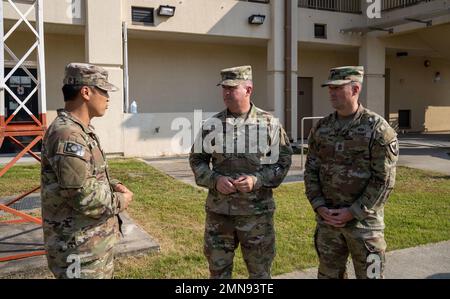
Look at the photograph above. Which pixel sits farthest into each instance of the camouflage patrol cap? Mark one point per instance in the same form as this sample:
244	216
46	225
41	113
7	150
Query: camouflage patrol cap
235	75
84	74
344	75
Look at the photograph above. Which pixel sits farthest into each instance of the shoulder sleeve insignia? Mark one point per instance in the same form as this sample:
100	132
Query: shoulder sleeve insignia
73	149
393	146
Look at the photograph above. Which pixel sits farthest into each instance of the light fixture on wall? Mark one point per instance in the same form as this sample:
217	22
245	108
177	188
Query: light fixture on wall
256	19
166	11
437	77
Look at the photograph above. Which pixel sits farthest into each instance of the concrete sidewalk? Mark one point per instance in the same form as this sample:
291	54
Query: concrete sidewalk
178	168
430	261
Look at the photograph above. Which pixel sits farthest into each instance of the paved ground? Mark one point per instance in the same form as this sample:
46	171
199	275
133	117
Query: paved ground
21	238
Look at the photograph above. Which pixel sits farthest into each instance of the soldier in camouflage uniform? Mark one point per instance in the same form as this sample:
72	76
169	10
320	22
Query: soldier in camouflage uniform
80	202
349	174
240	205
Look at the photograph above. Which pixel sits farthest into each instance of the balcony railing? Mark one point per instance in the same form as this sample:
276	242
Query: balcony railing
258	1
349	6
394	4
354	6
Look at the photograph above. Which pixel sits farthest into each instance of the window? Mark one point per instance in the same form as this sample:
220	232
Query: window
404	119
320	31
142	15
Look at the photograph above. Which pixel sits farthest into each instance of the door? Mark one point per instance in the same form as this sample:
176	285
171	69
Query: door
304	103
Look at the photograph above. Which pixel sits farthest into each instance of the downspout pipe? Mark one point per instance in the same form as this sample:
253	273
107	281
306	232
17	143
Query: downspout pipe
287	66
125	69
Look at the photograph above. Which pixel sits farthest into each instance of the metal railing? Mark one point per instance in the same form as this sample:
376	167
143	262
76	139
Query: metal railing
302	145
348	6
354	6
394	4
257	1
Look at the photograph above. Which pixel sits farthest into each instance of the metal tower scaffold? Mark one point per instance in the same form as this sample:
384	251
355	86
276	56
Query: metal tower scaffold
34	126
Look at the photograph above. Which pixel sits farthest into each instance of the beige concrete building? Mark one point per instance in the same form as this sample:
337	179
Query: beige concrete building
169	65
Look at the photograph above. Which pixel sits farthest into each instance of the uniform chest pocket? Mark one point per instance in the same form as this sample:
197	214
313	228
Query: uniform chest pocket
357	146
97	161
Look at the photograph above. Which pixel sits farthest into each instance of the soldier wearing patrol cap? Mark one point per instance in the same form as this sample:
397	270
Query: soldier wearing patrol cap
349	174
240	204
80	202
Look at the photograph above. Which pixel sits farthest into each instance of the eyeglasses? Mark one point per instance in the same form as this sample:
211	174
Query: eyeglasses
102	92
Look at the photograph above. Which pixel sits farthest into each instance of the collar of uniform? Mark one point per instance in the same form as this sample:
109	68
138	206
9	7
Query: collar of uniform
353	122
65	113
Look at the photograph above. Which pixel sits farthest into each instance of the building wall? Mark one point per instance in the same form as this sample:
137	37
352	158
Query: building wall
317	64
169	76
413	87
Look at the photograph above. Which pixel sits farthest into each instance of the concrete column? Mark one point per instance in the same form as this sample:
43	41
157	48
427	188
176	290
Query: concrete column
276	63
372	55
104	48
275	59
294	70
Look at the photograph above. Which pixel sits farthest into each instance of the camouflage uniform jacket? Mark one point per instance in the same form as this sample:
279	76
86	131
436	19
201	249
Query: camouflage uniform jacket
79	206
246	162
353	166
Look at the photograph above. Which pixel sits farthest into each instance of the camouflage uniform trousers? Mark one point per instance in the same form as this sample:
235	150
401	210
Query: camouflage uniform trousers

Task goal:
Apart from the images, retype the full material exactly as written.

Exercise response:
Look at the photograph above. Which pixel sits farthest into each instance of the camouflage patrol cap? Mark one point per instance in the same form as this sample:
244	216
46	225
41	113
7	150
Query: camouflage patrol cap
235	75
84	74
344	75
Look at the photograph above. Which pixel sits farthest into each instance of the shoulder sleeve insignia? Mark one point per instance in the same form as this sample:
100	132
Query: shoulder sleeve insignia
73	149
393	146
Look at the photograph above. Which pixel sits farthest into each instance of the light fixture on wall? Mark one point per instance in the same form as this sample:
217	22
245	108
177	188
Query: light fixture on wall
256	19
166	11
437	77
Look at the photograph above. Which pixel sits farthest into each instance of the concrete sidewalk? Mark one point per instance in the same form as this sample:
291	54
Query: concrete sidewalk
178	168
430	261
Look at the photograph above. Which pixel sits farthest into each instance of the paved ground? Mark one point per instance in the same form as this sample:
46	171
199	275
133	117
Query: paved ground
21	238
Look at the photograph above. Which pixel sits farthest into each instance of the soldier in camouflage uniform? Mark one point per instance in the same form as this sample:
72	76
169	10
320	22
Query: soldier in camouflage uniform
80	202
349	174
240	205
Look at the photograph above. Which pixel sits farthest into each instance of the balcony railing? Mark one point per instance in the same form as this sample:
276	242
Query: balcony railing
258	1
349	6
394	4
354	6
Look at the photograph above. Which pixel sits farthest into each instance of the window? Mark one point per instance in the same form as this sample:
220	232
Query: window
404	119
320	31
142	15
Look at the photograph above. Which pixel sits farthest into each instance of the door? Mark one point per instance in the same form as this sample:
176	285
171	69
Query: door
304	103
Look at the photograph above. Which pixel sits farthest into each instance of the downspout pipe? Mark one point per instance in the same form as this sample:
253	273
107	281
306	232
17	143
Query: downspout pipe
287	66
125	69
Look at the photograph above. Which pixel sits farthest into each instance of the metal railing? Mark one point per instance in the same form as this sample:
376	167
143	262
76	139
Query: metal railing
302	145
348	6
354	6
394	4
257	1
Look at the photograph above. Which pixel sits farthest into each instance of the metal tower scaffold? Mark one point per instance in the same form as this sample:
384	251
355	86
276	56
Query: metal tower scaffold
34	126
Look at the photograph above. Which pixel sits farthest into each instance of the beige concrete building? Mark one point per instance in the same form as this sample:
337	179
Query: beige concrete building
169	65
Look at the photograph above. Which pixel sits farthest into each instance of the uniform chest pocket? Mark one point per instance in the same form as this sample:
197	214
313	228
Query: uniform chest pocket
357	146
97	161
Look at the photograph above. Which pixel sits farthest into each instance of the soldier wearing patrol cap? Mark one point per instance in the same form as this sample:
397	270
Query: soldier wearing patrol cap
349	174
240	204
80	202
Look at the photograph above. Which pixel sits farthest into each instance of the eyeglasses? Mark one point per instance in the same form as this sample:
211	174
Query: eyeglasses
102	92
Look at the photograph above. Which pixel sits farthest into each instance of the collar of uniform? Mark one point per instance in the same form as this sample:
109	68
138	206
9	7
Query: collar of uniform
353	122
65	113
Look at the photograph above. Which pixel sits farthest into each instance of the building wall? Mark one point per instance in the same form as this sample:
137	37
352	158
Query: building wall
317	64
169	76
413	87
Look at the photograph above. Which pixel sits farthest into each instance of the concrete column? Mark one point per instance in the same form as this sample:
43	41
157	48
427	188
176	290
Query: concrete column
276	63
372	55
104	48
275	59
294	70
Look at the photograph above. Which pixel sits farthest into each instance of the camouflage uniform jacket? Mark one point per instance in the same form as this sample:
279	76
86	131
436	19
201	249
Query: camouflage uniform jacket
79	206
246	162
353	166
Look at the photograph above. Which pixel sits farthest into each instance of the camouflage uniform trousers? Mark one point per instance in the same form as this sample:
235	150
401	210
Query: camouflage uniform trousers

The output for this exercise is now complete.